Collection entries
---

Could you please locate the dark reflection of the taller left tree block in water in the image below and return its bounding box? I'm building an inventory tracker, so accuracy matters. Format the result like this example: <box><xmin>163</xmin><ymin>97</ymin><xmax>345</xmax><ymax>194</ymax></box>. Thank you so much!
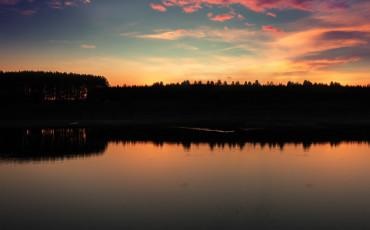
<box><xmin>0</xmin><ymin>129</ymin><xmax>107</xmax><ymax>161</ymax></box>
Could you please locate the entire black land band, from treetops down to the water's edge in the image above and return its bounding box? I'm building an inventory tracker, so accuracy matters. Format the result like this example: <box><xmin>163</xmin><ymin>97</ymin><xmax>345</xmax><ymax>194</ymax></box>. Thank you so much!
<box><xmin>0</xmin><ymin>71</ymin><xmax>370</xmax><ymax>139</ymax></box>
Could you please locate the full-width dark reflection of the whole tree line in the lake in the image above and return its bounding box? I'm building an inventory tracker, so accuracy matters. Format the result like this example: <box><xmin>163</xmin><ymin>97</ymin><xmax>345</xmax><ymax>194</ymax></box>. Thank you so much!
<box><xmin>0</xmin><ymin>127</ymin><xmax>370</xmax><ymax>162</ymax></box>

---

▸ **WHAT IS NEEDED**
Omit the pictures and copy the records above exactly.

▸ **EXERCISE OUTPUT**
Could you please locate the dark reflection of the taller left tree block in water in the image below and return its bounding box? I'm building an inventory tracker, so accuracy matters. Format the result like this example: <box><xmin>163</xmin><ymin>97</ymin><xmax>345</xmax><ymax>194</ymax></box>. Thank you so much!
<box><xmin>0</xmin><ymin>129</ymin><xmax>107</xmax><ymax>161</ymax></box>
Could you please locate the entire black land band, from treetops down to the water's edge in the image above and return its bounding box? I'm building an inventory tracker, so accuracy matters. Format the result like this example: <box><xmin>163</xmin><ymin>97</ymin><xmax>345</xmax><ymax>194</ymax></box>. Thank you so much!
<box><xmin>0</xmin><ymin>71</ymin><xmax>370</xmax><ymax>139</ymax></box>
Could you please locate the full-width dark reflection of the whole tree line in the lake in the image above and return its bounding box? I'm building an inventory tracker, so accuracy matters. Format the result like this example: <box><xmin>163</xmin><ymin>97</ymin><xmax>345</xmax><ymax>194</ymax></box>. Thank you so much!
<box><xmin>0</xmin><ymin>127</ymin><xmax>370</xmax><ymax>162</ymax></box>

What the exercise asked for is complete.